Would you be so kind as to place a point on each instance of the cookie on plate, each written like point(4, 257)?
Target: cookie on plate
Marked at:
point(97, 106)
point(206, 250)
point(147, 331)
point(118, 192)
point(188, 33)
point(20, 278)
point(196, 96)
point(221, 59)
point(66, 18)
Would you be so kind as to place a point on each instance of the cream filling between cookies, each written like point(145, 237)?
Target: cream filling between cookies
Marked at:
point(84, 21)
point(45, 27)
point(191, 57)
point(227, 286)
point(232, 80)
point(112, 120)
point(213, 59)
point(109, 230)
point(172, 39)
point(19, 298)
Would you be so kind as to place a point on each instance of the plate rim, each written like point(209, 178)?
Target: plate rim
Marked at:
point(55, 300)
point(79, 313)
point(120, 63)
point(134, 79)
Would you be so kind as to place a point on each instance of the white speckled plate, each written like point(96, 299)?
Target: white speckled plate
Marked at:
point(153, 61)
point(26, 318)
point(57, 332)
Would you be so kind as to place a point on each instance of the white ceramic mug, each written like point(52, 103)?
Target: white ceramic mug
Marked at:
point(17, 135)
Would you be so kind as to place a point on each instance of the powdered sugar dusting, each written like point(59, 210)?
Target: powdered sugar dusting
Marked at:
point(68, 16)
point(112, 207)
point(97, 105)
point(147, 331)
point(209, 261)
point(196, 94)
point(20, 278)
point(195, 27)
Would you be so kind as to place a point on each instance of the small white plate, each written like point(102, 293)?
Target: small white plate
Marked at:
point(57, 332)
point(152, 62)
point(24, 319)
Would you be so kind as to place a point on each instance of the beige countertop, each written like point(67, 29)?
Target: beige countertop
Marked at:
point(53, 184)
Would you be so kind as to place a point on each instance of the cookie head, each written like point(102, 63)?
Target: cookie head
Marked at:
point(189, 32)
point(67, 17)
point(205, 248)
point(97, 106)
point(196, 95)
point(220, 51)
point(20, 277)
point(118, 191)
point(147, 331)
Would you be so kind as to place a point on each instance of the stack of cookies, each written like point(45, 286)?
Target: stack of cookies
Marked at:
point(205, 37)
━━━
Work to complete:
Lines with the string "cookies": pick each one out of the material and return it.

Solution for this exercise:
Would you be so kind as to place a point on each instance of the cream filling between cookies, each written like point(145, 237)?
Target: cream filling between cookies
Would you be so kind as to place a point on each instance of the stack of cookies, each written like point(45, 286)?
Target: stack of cookies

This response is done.